TASK DESCRIPTION | Copy all of the material below line for line without changing anything, and leave the pictures out of your answer.

START RECORDS FOR THE EXERCISE

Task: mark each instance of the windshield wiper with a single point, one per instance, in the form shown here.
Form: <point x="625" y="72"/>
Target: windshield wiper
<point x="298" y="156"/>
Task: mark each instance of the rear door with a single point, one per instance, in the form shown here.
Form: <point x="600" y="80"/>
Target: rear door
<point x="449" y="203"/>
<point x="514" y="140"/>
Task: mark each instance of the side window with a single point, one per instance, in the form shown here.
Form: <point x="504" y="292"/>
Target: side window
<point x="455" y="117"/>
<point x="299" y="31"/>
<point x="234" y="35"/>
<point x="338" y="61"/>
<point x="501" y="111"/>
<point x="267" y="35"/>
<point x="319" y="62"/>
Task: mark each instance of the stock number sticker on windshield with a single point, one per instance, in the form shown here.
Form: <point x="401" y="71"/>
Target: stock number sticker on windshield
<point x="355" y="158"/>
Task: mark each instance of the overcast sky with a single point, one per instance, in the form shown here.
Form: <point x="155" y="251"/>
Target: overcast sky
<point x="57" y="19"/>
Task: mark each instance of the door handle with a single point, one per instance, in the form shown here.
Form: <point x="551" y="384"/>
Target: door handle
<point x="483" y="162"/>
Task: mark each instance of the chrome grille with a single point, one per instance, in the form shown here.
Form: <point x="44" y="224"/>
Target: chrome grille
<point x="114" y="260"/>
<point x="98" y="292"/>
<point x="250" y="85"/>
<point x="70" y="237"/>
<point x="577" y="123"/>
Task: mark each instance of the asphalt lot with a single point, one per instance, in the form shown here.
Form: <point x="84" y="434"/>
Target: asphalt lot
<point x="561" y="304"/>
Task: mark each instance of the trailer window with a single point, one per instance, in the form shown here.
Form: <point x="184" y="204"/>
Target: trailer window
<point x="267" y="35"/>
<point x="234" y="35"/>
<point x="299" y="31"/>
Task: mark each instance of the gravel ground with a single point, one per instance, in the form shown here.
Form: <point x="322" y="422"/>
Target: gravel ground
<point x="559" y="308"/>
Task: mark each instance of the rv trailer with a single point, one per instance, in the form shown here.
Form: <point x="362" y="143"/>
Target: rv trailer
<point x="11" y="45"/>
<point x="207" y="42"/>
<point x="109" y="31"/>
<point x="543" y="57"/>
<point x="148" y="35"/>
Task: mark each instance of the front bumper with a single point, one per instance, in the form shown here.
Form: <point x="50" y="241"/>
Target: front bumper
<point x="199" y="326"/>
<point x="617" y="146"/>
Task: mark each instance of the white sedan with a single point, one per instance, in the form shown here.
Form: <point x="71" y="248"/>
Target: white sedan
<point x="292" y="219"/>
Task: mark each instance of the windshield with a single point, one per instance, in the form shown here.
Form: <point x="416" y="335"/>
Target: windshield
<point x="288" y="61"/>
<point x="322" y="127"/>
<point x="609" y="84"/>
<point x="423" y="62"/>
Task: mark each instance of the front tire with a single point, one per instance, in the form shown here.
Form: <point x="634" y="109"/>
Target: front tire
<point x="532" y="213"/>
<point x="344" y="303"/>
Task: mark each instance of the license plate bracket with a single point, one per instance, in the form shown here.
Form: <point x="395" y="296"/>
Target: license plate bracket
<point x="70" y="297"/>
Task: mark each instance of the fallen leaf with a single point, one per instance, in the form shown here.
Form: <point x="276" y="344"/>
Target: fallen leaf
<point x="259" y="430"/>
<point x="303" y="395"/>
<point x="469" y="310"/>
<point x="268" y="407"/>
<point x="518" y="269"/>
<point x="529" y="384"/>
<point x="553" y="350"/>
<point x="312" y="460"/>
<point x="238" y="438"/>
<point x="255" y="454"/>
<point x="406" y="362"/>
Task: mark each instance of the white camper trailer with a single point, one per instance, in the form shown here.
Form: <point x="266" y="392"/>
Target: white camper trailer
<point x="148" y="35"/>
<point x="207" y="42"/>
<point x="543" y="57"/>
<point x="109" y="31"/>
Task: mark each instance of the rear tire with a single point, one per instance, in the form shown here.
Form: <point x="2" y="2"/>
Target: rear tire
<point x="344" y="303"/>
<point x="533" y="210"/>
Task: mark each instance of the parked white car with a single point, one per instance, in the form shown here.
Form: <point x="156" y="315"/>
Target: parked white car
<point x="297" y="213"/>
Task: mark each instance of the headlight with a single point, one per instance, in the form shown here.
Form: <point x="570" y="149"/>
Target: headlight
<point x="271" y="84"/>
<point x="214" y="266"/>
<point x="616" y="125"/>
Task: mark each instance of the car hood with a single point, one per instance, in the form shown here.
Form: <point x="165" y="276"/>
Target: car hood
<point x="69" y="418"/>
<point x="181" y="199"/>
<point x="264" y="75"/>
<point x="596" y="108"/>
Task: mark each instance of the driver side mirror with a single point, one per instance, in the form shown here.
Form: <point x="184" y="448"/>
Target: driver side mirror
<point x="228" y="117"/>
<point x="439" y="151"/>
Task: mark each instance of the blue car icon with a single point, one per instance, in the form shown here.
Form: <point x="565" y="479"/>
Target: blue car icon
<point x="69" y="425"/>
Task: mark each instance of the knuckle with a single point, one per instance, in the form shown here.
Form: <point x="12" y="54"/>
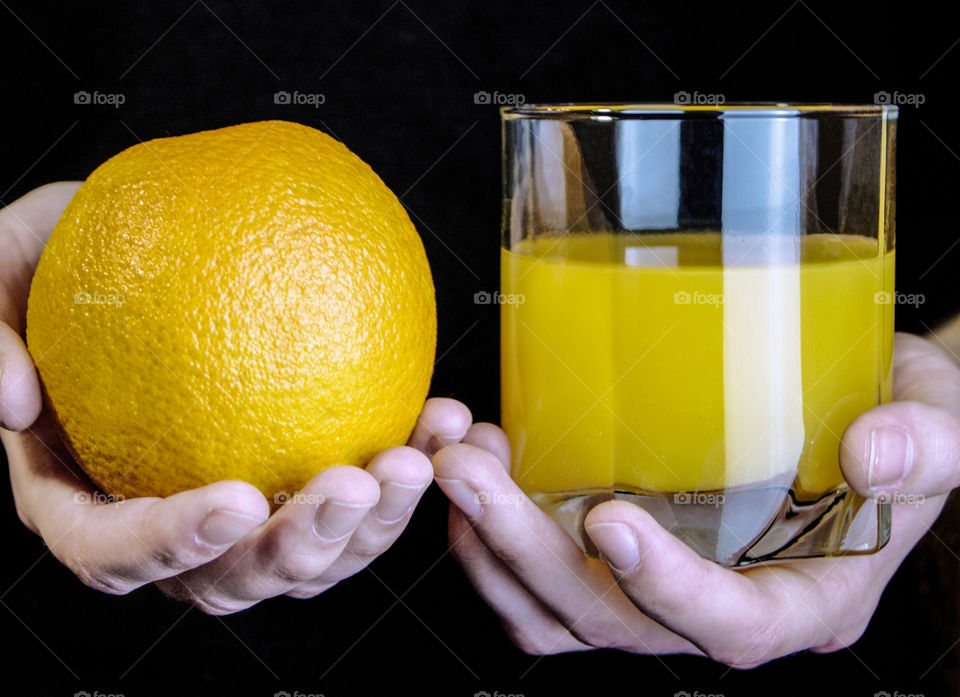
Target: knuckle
<point x="534" y="644"/>
<point x="102" y="580"/>
<point x="366" y="548"/>
<point x="172" y="558"/>
<point x="92" y="575"/>
<point x="600" y="639"/>
<point x="307" y="592"/>
<point x="218" y="607"/>
<point x="292" y="569"/>
<point x="751" y="651"/>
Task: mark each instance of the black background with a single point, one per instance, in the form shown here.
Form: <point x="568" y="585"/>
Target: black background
<point x="399" y="82"/>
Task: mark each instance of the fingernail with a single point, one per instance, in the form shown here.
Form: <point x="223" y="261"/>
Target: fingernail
<point x="462" y="496"/>
<point x="396" y="499"/>
<point x="618" y="544"/>
<point x="890" y="457"/>
<point x="336" y="520"/>
<point x="222" y="527"/>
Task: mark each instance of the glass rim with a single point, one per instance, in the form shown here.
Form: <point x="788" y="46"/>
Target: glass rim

END RECORDS FOR THE EXERCISE

EXERCISE SOLUTION |
Task: mark each instance of the windshield wiper with a single point, one per instance, in the form shown here.
Form: <point x="625" y="72"/>
Target: windshield wiper
<point x="298" y="156"/>
Task: mark each instance of the rear door with a single point, one per instance, in the form shown here.
Form: <point x="600" y="80"/>
Target: rear door
<point x="449" y="203"/>
<point x="514" y="140"/>
Task: mark each instance of the side window with a single point, one per instance, in the form shown here.
Form: <point x="504" y="292"/>
Target: side window
<point x="455" y="117"/>
<point x="299" y="31"/>
<point x="234" y="35"/>
<point x="338" y="61"/>
<point x="501" y="111"/>
<point x="267" y="35"/>
<point x="319" y="62"/>
Task: mark each instance of the stock number sticker on windshield with a single point, one per instance, in the form shown here.
Form: <point x="401" y="71"/>
Target: stock number sticker on windshield
<point x="355" y="158"/>
Task: mark each instance of the overcast sky with a single point, one per instance, in the form shown here.
Form: <point x="155" y="251"/>
Target: overcast sky
<point x="57" y="19"/>
Task: mark each instance of the door handle with a single point, one per instance, in the form shown here.
Form: <point x="551" y="384"/>
Target: door handle
<point x="483" y="162"/>
Task: mark each instance of the chrome grille with a single point, one per instance, in the form shown here.
Form: <point x="44" y="224"/>
Target: chrome grille
<point x="114" y="260"/>
<point x="98" y="292"/>
<point x="250" y="85"/>
<point x="70" y="237"/>
<point x="577" y="123"/>
Task: mark each instance of the asphalt lot with a single point, one per instance, in the form shown here.
Form: <point x="84" y="434"/>
Target: asphalt lot
<point x="561" y="304"/>
Task: mark each instance of the trailer window with a single point, one per instance, in the form shown here.
Form: <point x="184" y="204"/>
Target: trailer window
<point x="267" y="35"/>
<point x="234" y="35"/>
<point x="299" y="31"/>
Task: mark each instance of the gravel ground with a single point, one per instance, in the form shown here.
Form: <point x="322" y="422"/>
Target: gravel ground
<point x="559" y="308"/>
Task: mark each instance of the rv trailer with a single point, one per instance, in the form shown here.
Form: <point x="362" y="143"/>
Target: rv trailer
<point x="11" y="45"/>
<point x="207" y="42"/>
<point x="109" y="31"/>
<point x="543" y="57"/>
<point x="148" y="35"/>
Task: mark each instance of the front bumper with a single point, one per instance, in the form shown here.
Form: <point x="50" y="241"/>
Target: front bumper
<point x="199" y="326"/>
<point x="617" y="146"/>
Task: mark each instance of the white sedan with a single point, one per instance, in the form shown here.
Form: <point x="71" y="248"/>
Target: white sedan
<point x="292" y="219"/>
Task: mark each instance of the windshield with a single point, one per instance, in the form shown here.
Form: <point x="416" y="335"/>
Target: windshield
<point x="288" y="61"/>
<point x="322" y="127"/>
<point x="609" y="84"/>
<point x="423" y="62"/>
Task: mark each instance of the front tire with a single point, one per instance, in the form shown here.
Form: <point x="634" y="109"/>
Target: front tire
<point x="532" y="213"/>
<point x="344" y="303"/>
Task: mark each instance of the license plate bracket with a single point, one per instance, in the form shown here.
Form: <point x="395" y="296"/>
Target: license plate bracket
<point x="70" y="297"/>
Task: mark each instance of the fallen leaf with a single point, one per instance, in the form shown here.
Form: <point x="276" y="344"/>
Target: fallen leaf
<point x="259" y="430"/>
<point x="303" y="395"/>
<point x="469" y="310"/>
<point x="268" y="407"/>
<point x="518" y="269"/>
<point x="529" y="384"/>
<point x="553" y="350"/>
<point x="312" y="460"/>
<point x="238" y="438"/>
<point x="255" y="454"/>
<point x="406" y="362"/>
Task: mark each instance of the white camper trailer with a single point, one per instance, in the form shown here.
Form: <point x="266" y="392"/>
Target: white camper trailer
<point x="148" y="35"/>
<point x="207" y="42"/>
<point x="543" y="57"/>
<point x="109" y="31"/>
Task: mark each instance of the rear tire with a single point, one per instance, in the form shown here.
Form: <point x="2" y="2"/>
Target: rear tire
<point x="344" y="303"/>
<point x="533" y="210"/>
Task: mark each instance of the parked white car with a single point, one per instance, in the form shown here.
Form: <point x="156" y="315"/>
Target: parked white car
<point x="297" y="213"/>
Task: mark each instance of the headlight with a single point, one per instance, in the form shown here.
Form: <point x="570" y="149"/>
Target: headlight
<point x="271" y="84"/>
<point x="214" y="266"/>
<point x="616" y="125"/>
Task: mark each instance of the car hood with a single point, one per instance, in the form shown here.
Form: <point x="165" y="276"/>
Target: car hood
<point x="69" y="418"/>
<point x="181" y="199"/>
<point x="264" y="75"/>
<point x="596" y="108"/>
Task: mark each instance of the driver side mirror with a single point, one per instance, in the form shown here.
Form: <point x="184" y="448"/>
Target: driver side mirror
<point x="228" y="117"/>
<point x="439" y="151"/>
Task: mark each instance of the blue car icon with a single point, one per instance, in the form shown here.
Form: <point x="565" y="479"/>
Target: blue car icon
<point x="69" y="425"/>
Task: mark each instance of the knuckle with a single point, one per instance, in the form shown here.
Form: <point x="12" y="54"/>
Target: knuckle
<point x="534" y="644"/>
<point x="102" y="580"/>
<point x="366" y="548"/>
<point x="172" y="558"/>
<point x="92" y="575"/>
<point x="600" y="639"/>
<point x="307" y="592"/>
<point x="218" y="607"/>
<point x="292" y="569"/>
<point x="751" y="651"/>
Task: mark each instance of the black background with a single point, one per instance, in the form shown here.
Form: <point x="568" y="585"/>
Target: black background
<point x="399" y="82"/>
Task: mark each instance of the fingernail with a single point, one per instance, in the form shown here.
Form: <point x="223" y="261"/>
Target: fingernail
<point x="462" y="496"/>
<point x="396" y="499"/>
<point x="618" y="544"/>
<point x="890" y="457"/>
<point x="336" y="520"/>
<point x="222" y="527"/>
Task: mark each instance of the glass rim with a single point, one per instance, in the form shown here.
Form: <point x="788" y="46"/>
Target: glass rim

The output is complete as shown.